Pick up the case summary below on singing paraplegia caused by a spinal dural arteriovenous fistula, and continue it after its final sentence.

[Selected excerpt — start]

Monday, February 11, 2008

Singing paraplegia: a distinctive manifestation of spinal dural arteriovenous fistula

Khurana VG, Perez-Terzic CM, Peterson RC et al. Neurology 2002; 58: 1279-1281

Case is included because of the extreme difficulty diagnosing spinal dural av fistulas. They may be worse with upright posture, ambulation, pregnancy and menstruation.

The case is a baritone who had a progressive myelopathy with recurrent paraplegia while singing. (He changed from singing while standing to singing while sitting). He had had insidious bilateral leg weakness while bending forward, without pain or bowel or bladder dysfunction. He did have chronic numbness and paresthesias in his feet. He had T2 signal change in mid to low thoracic area, later from T7 to conus with an enlarged cord. A spinal angiogram showed the fistula with an arterialized vein. The fistula was obliterated surgically and the patient became much better, ambulated better and could sing while standing.

[Selected excerpt — finish]
[Exercise data — start]

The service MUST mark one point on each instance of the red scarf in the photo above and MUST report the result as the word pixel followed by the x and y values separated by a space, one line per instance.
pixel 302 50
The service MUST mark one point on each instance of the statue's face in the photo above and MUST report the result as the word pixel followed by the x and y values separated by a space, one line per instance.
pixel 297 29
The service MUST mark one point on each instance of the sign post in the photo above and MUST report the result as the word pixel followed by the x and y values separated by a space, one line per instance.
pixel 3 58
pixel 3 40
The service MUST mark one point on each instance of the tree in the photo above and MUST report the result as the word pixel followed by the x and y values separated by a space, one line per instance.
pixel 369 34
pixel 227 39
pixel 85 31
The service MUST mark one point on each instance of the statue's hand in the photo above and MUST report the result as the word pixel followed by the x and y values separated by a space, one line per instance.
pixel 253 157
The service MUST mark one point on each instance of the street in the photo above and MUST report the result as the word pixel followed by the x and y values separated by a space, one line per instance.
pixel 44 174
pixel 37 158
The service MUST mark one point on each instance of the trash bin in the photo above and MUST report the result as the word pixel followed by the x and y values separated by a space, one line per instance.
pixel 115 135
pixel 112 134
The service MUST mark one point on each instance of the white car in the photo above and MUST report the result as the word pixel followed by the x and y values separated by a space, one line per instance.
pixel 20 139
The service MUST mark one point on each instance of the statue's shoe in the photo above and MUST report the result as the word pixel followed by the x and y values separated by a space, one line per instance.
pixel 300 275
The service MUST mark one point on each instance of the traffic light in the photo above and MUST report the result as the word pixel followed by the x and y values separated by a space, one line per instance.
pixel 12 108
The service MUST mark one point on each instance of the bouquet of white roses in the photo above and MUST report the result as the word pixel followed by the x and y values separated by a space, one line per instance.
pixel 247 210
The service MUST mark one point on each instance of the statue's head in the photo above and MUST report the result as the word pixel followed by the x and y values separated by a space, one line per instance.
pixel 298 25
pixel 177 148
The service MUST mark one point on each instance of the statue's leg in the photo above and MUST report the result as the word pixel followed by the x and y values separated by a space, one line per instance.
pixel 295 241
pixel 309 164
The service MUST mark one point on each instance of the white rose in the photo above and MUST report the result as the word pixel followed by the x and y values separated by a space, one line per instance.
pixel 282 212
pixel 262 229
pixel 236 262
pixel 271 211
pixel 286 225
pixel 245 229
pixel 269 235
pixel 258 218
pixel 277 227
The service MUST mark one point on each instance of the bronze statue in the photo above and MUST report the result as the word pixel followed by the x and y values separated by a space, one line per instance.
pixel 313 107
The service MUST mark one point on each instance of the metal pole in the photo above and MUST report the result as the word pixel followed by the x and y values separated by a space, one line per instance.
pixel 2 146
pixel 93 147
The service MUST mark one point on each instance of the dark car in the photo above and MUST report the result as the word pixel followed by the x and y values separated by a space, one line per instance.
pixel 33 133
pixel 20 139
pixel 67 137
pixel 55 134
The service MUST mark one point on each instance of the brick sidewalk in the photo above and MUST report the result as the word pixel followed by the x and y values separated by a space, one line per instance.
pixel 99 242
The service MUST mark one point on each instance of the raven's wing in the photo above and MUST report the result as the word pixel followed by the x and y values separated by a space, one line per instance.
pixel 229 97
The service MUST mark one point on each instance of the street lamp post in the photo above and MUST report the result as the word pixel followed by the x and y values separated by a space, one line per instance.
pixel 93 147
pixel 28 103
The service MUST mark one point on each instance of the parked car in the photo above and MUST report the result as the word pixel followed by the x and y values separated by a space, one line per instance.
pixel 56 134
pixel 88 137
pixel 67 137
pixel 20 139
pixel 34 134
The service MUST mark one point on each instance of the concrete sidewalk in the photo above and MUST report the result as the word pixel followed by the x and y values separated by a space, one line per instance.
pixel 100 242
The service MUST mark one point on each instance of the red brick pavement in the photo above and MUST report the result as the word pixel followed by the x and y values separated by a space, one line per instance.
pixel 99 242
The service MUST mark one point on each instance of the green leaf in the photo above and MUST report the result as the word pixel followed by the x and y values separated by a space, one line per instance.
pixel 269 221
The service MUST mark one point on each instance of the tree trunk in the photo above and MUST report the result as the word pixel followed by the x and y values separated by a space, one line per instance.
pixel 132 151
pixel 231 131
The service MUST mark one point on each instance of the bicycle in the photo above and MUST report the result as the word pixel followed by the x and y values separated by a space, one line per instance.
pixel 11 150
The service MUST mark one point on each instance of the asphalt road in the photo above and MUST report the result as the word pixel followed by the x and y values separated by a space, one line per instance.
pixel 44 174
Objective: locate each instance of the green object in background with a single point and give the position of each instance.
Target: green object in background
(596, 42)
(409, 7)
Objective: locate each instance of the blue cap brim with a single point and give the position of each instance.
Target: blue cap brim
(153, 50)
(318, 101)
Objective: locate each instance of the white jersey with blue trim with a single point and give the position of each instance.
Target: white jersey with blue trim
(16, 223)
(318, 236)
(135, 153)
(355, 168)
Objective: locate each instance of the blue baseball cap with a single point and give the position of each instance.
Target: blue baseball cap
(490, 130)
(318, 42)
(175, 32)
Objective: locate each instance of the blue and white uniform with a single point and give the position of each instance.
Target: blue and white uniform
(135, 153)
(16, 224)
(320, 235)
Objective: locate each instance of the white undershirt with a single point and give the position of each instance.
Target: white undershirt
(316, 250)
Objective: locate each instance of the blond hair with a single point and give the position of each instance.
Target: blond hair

[Exercise data — finish]

= The answer =
The authors discuss that the slowly progressive myelopathy is due to chronic venous hypertension with postnidal venous engorgement and intraparenchymal cord edema and ischemia. Despite the location of the fistula itself, the MRI changes are almost always in the lower cord , attributed to orthostasis and exacerbated with ambulation. In this case, increased venous presure with Vasalva (respiratory exertion during singing) exacerbated venous engorgement and cord edema and ischemia (the pathogenesis involves "marginal" venous drainage).

Common misdiagnoses include disc herniation, canal stenosis, Guilian Barre syndrome, subacute combined degeneration, transverse myelitis, or spinal cord neoplasia. Many misdiagnoses lead to irreversible neurologic changes.